TÂCHE À RÉALISER 1:
Répondez à ces questions d'après le texte d'étude :
(a) De quel pays est le duo Sheriffs of Nothingness ?
(b) De combien de pièces se compose l'ensemble évoqué ?
(c) De quel instrument joue Ole Henrik Moe ?
TÂCHE À RÉALISER 2:
Relevez tous les éléments issus de la tradition de la musique savante que, d'après le texte d'étude, les deux musiciens apportent.

Sheriffs of Nothingness est un duo norvégien composé de deux violonistes: Kari Rønnekleiv et Ole Henrik Moe. La première est au violon, et le deuxième à l'alto, pour ces onze pièces en grande partie improvisées, même si tous les deux sont plutôt issus de la musique savante. Je ne dis pas qu'ils proviennent de ce milieu gratuitement, car aucun des deux ne tente d'effacer son bagage et chacun semble apporter de nombreux éléments issus de cette tradition, notamment la clarté et la précision des structures mais également une virtuosité peu commune.

[Entrées du jeu de données]

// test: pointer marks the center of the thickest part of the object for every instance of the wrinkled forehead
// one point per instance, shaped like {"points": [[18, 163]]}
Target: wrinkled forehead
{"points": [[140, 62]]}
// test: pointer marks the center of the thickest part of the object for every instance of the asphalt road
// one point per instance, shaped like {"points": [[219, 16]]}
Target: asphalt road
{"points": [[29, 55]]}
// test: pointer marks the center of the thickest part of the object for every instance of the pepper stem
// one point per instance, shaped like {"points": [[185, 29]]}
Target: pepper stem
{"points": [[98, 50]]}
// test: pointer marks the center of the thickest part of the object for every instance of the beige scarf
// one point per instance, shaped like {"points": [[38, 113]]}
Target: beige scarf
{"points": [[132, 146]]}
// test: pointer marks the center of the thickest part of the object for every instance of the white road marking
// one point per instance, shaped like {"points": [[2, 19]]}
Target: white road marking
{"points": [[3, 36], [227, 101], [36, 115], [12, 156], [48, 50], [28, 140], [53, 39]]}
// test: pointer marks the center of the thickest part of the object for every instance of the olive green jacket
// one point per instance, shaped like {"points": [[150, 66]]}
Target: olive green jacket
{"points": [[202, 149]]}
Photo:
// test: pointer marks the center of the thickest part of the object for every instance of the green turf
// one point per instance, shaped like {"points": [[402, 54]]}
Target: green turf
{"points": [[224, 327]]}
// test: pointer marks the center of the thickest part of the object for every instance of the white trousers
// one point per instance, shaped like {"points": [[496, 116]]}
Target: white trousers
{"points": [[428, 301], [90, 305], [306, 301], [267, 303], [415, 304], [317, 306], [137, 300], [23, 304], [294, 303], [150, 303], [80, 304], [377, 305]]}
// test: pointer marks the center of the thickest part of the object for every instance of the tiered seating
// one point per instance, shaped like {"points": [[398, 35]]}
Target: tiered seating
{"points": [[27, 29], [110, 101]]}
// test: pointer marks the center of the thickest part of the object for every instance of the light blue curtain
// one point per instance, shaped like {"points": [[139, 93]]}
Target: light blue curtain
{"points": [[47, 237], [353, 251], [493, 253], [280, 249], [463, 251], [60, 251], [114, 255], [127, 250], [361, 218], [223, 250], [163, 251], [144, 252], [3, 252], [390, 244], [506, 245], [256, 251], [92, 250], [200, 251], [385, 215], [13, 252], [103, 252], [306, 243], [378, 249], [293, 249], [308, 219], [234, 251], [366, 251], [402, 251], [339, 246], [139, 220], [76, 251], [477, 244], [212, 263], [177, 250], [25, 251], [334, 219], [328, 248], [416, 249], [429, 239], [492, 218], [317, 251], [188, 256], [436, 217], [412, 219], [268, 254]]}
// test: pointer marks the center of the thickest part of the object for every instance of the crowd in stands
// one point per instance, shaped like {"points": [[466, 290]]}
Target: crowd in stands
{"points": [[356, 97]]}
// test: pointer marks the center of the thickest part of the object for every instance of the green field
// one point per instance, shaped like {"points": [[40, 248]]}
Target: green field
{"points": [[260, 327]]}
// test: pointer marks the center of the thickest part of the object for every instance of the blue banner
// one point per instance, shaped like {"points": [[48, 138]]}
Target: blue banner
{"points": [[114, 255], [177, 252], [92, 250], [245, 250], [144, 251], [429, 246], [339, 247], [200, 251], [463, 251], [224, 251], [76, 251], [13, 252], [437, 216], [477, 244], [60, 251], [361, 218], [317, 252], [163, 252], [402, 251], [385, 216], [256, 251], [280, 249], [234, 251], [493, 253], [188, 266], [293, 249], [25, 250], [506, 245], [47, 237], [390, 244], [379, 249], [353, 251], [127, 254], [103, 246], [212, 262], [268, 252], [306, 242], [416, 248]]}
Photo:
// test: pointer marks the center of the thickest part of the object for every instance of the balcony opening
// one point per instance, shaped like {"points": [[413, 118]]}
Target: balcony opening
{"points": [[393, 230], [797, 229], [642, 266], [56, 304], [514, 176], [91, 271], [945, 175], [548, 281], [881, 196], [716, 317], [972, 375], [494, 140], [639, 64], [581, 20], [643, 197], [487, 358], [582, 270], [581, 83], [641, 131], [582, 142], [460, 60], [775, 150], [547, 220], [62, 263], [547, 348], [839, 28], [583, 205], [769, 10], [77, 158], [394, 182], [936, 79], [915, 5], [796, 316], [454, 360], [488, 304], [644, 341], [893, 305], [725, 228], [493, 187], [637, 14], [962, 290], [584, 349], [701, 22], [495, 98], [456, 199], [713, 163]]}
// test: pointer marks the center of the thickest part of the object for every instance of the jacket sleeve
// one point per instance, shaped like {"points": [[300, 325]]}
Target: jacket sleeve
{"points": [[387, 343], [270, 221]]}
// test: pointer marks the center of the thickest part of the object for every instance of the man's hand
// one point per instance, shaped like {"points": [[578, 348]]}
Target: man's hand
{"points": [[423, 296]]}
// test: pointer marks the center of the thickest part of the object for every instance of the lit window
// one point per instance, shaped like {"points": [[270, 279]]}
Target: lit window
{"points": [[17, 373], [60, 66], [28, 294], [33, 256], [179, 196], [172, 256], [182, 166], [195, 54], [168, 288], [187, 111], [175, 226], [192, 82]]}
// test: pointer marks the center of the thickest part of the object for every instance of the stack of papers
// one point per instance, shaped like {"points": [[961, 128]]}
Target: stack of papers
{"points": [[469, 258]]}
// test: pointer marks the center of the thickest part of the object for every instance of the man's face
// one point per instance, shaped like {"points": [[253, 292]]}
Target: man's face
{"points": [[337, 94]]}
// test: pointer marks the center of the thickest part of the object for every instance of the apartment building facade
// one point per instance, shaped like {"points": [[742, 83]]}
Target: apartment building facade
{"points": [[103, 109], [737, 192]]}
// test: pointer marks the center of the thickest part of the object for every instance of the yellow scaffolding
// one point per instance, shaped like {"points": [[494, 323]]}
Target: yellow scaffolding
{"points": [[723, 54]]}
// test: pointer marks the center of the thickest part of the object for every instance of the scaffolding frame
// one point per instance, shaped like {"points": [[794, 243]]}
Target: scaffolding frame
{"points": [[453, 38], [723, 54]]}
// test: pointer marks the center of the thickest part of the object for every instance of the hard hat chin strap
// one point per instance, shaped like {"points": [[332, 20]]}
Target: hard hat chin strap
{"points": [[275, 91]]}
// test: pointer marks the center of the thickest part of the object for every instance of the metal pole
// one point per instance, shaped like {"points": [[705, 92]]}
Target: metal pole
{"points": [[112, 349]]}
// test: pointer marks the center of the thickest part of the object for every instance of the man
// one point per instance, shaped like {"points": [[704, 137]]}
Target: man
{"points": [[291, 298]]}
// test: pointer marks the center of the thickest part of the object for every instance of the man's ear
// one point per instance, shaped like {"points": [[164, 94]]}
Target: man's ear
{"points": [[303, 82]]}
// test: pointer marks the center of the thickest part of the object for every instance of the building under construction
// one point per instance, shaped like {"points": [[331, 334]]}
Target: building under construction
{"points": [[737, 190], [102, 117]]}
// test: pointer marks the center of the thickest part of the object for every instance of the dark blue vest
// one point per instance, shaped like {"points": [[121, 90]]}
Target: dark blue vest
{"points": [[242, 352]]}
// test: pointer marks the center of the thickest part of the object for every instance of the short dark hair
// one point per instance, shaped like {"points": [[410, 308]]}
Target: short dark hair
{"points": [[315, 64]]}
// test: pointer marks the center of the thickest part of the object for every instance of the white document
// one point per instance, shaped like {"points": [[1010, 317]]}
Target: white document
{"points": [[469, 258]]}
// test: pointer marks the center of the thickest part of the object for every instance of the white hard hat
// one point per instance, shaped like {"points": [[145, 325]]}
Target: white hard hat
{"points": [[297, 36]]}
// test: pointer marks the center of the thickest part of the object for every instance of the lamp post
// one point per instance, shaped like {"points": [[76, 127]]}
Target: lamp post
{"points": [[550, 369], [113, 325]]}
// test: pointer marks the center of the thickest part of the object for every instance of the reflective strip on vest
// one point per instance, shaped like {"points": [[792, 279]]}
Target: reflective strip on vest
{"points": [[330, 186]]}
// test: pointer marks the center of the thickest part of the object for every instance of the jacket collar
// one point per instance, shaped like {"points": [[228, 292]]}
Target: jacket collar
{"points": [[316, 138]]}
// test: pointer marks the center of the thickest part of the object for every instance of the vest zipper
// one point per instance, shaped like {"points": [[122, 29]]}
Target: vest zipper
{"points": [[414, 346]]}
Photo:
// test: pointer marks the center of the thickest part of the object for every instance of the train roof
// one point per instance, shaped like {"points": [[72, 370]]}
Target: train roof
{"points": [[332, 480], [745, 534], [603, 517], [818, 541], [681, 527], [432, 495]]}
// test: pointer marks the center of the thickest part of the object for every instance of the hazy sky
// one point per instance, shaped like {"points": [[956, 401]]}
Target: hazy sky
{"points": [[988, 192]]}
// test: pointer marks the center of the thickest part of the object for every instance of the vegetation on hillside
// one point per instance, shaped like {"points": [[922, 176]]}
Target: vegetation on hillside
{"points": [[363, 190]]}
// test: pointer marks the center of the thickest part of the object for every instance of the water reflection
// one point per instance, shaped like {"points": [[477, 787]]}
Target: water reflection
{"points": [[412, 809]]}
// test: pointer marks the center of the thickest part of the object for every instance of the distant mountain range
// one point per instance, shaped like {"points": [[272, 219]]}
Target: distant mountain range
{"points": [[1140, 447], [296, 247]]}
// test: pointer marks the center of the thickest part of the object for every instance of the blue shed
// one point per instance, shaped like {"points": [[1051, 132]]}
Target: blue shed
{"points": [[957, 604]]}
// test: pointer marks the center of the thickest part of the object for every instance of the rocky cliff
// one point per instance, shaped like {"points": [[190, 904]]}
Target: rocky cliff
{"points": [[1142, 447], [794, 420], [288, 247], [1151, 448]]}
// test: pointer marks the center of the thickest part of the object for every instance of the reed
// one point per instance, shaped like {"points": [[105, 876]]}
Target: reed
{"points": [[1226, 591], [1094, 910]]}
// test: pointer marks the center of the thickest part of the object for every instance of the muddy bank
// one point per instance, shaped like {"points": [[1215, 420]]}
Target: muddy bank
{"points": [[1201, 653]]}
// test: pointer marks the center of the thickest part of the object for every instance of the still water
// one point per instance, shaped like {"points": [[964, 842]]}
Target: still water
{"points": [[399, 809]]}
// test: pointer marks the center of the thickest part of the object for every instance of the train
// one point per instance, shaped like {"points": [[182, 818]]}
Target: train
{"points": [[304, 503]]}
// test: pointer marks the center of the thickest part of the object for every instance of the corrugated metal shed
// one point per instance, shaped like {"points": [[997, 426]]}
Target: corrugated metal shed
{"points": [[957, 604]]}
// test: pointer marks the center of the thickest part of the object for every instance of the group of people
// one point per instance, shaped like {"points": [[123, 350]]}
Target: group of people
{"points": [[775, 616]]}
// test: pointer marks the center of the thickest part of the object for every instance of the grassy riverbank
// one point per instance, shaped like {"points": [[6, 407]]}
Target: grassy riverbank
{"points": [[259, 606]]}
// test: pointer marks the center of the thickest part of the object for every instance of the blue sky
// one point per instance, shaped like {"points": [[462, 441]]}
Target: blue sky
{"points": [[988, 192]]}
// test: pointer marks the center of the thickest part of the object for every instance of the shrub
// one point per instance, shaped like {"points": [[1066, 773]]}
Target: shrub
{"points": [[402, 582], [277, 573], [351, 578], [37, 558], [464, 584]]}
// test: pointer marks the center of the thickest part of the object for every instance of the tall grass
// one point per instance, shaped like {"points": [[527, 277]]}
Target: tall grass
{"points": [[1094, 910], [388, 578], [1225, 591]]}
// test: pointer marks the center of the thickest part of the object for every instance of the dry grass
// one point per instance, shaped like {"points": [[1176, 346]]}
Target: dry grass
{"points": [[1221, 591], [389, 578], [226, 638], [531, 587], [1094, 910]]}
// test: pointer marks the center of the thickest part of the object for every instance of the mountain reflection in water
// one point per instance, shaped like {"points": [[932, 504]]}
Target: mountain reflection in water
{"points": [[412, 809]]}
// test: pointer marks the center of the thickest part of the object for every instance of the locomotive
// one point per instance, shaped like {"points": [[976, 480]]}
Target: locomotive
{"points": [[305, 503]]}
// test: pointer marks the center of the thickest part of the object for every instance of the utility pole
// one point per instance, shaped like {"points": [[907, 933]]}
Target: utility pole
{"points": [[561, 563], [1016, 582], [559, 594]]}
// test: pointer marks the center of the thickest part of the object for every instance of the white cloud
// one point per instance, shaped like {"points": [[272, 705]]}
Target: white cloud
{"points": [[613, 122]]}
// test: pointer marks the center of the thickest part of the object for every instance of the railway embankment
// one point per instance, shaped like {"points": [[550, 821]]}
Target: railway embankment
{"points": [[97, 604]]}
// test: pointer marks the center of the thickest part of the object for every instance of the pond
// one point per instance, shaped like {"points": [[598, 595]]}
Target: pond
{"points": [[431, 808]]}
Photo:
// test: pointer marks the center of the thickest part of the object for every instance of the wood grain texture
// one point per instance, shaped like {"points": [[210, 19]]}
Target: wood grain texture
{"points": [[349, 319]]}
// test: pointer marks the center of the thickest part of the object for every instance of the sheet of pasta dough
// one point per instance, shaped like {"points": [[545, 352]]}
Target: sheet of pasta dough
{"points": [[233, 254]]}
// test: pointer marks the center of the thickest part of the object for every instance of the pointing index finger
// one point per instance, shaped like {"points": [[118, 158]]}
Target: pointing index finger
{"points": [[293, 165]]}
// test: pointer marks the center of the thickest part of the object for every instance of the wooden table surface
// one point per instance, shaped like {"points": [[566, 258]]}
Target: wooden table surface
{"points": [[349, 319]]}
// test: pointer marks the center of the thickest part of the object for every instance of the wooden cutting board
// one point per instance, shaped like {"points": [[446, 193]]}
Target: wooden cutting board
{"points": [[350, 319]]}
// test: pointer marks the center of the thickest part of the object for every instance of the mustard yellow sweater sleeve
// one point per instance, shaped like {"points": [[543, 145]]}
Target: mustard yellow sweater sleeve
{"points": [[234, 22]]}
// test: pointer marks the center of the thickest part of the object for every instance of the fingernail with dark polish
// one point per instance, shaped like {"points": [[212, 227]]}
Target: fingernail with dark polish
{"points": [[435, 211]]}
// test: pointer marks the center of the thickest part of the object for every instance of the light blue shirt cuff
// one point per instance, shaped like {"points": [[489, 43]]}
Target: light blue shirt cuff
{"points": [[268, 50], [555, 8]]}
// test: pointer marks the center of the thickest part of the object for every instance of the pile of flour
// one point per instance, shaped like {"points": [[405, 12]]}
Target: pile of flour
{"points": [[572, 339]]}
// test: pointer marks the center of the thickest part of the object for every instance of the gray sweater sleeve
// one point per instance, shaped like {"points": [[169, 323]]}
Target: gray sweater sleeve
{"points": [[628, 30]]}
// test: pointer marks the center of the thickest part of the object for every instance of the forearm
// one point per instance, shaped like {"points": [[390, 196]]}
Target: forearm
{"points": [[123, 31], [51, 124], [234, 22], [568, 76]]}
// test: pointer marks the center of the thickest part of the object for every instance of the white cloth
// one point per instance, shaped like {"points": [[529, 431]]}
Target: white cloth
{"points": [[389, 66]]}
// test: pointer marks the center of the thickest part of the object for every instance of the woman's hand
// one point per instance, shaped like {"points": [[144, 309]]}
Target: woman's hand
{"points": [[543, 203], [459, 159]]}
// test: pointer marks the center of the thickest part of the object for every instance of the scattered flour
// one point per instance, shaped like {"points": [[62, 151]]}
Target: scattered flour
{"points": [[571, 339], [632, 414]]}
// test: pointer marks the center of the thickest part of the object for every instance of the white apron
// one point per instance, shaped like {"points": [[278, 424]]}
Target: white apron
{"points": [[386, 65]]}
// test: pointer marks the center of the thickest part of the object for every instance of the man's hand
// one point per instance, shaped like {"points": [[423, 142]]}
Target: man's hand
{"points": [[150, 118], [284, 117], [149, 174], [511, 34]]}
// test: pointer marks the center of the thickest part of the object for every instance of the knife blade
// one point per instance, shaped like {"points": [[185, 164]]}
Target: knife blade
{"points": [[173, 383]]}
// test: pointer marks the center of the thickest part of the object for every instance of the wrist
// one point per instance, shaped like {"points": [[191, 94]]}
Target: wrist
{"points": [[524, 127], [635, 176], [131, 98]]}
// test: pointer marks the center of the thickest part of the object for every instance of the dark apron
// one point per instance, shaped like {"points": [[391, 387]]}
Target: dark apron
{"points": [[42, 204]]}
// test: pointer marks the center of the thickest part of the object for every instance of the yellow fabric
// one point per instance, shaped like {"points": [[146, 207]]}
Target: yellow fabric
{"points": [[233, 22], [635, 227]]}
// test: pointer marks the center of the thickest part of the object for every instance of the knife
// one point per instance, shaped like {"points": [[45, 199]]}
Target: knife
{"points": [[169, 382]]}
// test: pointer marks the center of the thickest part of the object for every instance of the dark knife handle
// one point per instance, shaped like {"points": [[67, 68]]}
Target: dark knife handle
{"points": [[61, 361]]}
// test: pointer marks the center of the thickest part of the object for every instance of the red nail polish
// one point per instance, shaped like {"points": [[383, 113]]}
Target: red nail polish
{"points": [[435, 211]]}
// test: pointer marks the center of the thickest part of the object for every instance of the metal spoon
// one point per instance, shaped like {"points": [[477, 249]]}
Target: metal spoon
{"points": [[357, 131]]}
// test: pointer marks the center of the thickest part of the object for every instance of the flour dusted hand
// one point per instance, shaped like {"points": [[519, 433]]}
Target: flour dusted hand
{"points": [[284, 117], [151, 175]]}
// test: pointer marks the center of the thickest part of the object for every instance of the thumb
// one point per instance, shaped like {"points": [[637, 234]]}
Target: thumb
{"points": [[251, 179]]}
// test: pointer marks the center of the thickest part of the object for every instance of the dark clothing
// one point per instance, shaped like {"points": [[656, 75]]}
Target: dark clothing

RÉSULTAT ATTENDU 1:
(a) De Norvège.
(b) De onze pièces.
(c) De l'alto.

RÉSULTAT ATTENDU 2:
- la clarté des structures
- la précision des structures
- une virtuosité peu commune